■ Bagian Latihan
a – Tentukan apakah setiap pernyataan berikut sesuai dengan tulisan tentang bekerja sebagai ibadah, lalu jawab ya atau tidak dan kutip kata-kata penentunya dari tulisan itu: (i) Ayat tentang "sebaik-baik makhluq" dikutip dari QS. Al-Bayyinah ayat 7; (ii) Kata 'amal dalam al-Qur'an hanya dipakai untuk bekerja bagi kehidupan akhirat; (iii) QS. Al-Buruj ayat 11 menyebut balasannya sebagai "kemenangan yang nyata".
b – Sebutkan semua ayat al-Qur'an yang dirujuk dalam tulisan tentang bekerja sebagai ibadah, lengkap dengan nama surah, nomor surah, dan nomor ayatnya.
c – Teruskan tulisan tentang bekerja sebagai ibadah mulai dari bagian sesudah kalimat terakhirnya.

■ Teks

---*---

APAPUN PROFESI KITA BEKERJA ADALAH IBADAH DAN AMANAH
Oleh:
H.T. Romly Qomaruddien, MA.
A. Iman dan Amal Shalih Landasan Profesionalisme Kerja
1. Mendapatkan kemenangan yang nyata
Dalam al-Qur’an kita jumpai bimbingan dan arahan seperti ini:
فَأَمَّا الَّذِينَ ءَامَنُوا وَعَمِلُوا الصَّالِحَاتِ فَيُدْخِلُهُمْ رَبُّهُمْ فِي رَحْمَتِهِ ذَلِكَ هُوَ الْفَوْزُ الْمُبِينُ
“Adapun orang-orang yang beriman dan mengerjakan amal salih, maka Tuhan mereka memasukkan mereka ke dalam rahmatNya. Itulah kemenangan yang nyata.” (QS. Al-Jatsiah/ 45: 30).
2. Dipuji Allah ‘azza wa jalla sebagai khairul bariyyah
Manusia beriman dan bekerja dengan baik, sehingga melahirkan banyak karya besar yang bermanfaat bagi sesamanya. Mereka itulah “sebaik-baiknya makhluq.”
إِنَّ الَّذِينَ ءَامَنُوا وَعَمِلُوا الصَّالِحَاتِ أُولَئِكَ هُمْ خَيْرُ الْبَرِيَّةِ
“Sesungguhnya orang-orang yang beriman dan melakukan pekerjaan yang baik, mereka itu adalah sebaik-baik makhluq.” (QS. Al-Bayyinah/ 98: 7).
3. Dianugerahkan Allah ‘azza wa jalla keberuntungan yang besar
Orang-orang yang beriman dan bekerja secara baik akan memperoleh keberuntungan atau kebahagiaan yang besar.
إِنَّ الَّذِينَ ءَامَنُوا وَعَمِلُوا الصَّالِحَاتِ لَهُمْ جَنَّاتٌ تَجْرِي مِنْ تَحْتِهَا الْأَنْهَارُ ذلِكَ الْفَوْزُ الْكَبِيرُ
“Sesungguhnya orang-orang yang beriman dan mengerjakan amal-amal yang salih, bagi mereka surga yang mengalir di bawahnya sungai-sungai; itulah keberuntungan yang besar.” (QS. Al-Buruj/ 85: 11).
4. Ketekunan itu bagian dari amal shalih
Istilah bekerja dengan menggunakan kata ‘amal dalam al-Qur’an, bukan saja dipakai dalam arti beramal atau bekerja untuk kehidupan akhirat, melainkan juga untuk bekerja bagi kehidupan dunia.

---*---

■ Baris Materi
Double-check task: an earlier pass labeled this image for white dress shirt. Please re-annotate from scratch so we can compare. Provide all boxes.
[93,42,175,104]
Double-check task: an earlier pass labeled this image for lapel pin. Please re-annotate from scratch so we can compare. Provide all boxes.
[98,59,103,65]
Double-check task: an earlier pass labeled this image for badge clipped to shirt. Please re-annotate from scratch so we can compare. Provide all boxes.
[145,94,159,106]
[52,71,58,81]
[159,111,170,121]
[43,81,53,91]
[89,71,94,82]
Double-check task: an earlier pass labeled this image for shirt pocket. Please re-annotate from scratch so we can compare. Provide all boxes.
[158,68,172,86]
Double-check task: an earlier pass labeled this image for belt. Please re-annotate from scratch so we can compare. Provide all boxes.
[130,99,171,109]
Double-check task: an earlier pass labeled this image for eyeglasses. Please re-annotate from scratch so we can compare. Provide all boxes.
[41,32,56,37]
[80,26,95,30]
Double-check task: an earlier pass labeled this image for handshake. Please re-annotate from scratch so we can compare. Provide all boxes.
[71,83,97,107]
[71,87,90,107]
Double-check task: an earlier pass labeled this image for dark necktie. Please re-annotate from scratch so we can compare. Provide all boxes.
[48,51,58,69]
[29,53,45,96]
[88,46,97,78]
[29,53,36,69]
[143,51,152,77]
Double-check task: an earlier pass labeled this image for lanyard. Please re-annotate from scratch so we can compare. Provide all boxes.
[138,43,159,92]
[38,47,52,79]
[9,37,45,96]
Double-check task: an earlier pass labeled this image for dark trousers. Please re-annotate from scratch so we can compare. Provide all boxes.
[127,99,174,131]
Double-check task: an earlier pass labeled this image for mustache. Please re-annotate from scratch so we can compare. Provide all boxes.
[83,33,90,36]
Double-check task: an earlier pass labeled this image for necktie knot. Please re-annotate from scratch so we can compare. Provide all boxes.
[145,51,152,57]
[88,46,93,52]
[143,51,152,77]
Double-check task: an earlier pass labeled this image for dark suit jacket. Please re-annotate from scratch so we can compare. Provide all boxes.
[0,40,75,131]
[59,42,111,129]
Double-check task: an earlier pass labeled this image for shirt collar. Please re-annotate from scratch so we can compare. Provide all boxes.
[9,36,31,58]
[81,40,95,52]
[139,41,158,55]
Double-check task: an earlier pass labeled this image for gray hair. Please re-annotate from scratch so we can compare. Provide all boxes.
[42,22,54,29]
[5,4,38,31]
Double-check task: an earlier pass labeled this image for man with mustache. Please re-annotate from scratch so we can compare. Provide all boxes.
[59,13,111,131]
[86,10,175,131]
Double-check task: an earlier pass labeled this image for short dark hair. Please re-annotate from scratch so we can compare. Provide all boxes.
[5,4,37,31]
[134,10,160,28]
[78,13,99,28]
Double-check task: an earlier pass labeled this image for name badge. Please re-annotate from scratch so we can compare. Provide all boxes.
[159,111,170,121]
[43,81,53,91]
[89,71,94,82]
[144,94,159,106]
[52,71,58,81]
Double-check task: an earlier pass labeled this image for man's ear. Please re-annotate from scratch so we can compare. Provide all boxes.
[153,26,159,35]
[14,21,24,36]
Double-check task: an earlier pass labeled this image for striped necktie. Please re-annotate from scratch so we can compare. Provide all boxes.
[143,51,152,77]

---*---

■ Jawaban Tiap Tugas
a –
(i) Ya: "mereka itu adalah sebaik-baik makhluq.” (QS. Al-Bayyinah/ 98: 7)"
(ii) Tidak: "bukan saja dipakai dalam arti beramal atau bekerja untuk kehidupan akhirat, melainkan juga untuk bekerja bagi kehidupan dunia"
(iii) Tidak: "itulah keberuntungan yang besar.” (QS. Al-Buruj/ 85: 11)"

b –
- QS. Al-Jatsiah/ 45: 30
- QS. Al-Bayyinah/ 98: 7
- QS. Al-Buruj/ 85: 11

c –
وَلَقَدْ ءَاتَيْنَا دَاوُدَ مِنَّا فَضْلًا يَاجِبَالُ أَوِّبِي مَعَهُ وَالطَّيْرَ وَأَلَنَّا لَهُ الْحَدِيدَ. أَنِ اعْمَلْ سَابِغَاتٍ وَقَدِّرْ فِي السَّرْدِ وَاعْمَلُوا صَالِحًا إِنِّي بِمَا تَعْمَلُونَ بَصِيرٌ
“Dan sesungguhnya telah Kami berikan kepada Dawud karunia dari Kami. (Kami berfirman): “Hai gunung-gunung dan burung-burung, bertasbihlah berulang-ulang bersama Dawud, dan Kami telah melunakkan besi untuknya, (yaitu) buatlah baju besi yang besar-besar dan ukurlah anyamannya; dan kerjakanlah amalan yang salih. Sesungguhnya Aku melihat apa yang kamu kerjakan.” (QS. Saba’/ 34: 10-11).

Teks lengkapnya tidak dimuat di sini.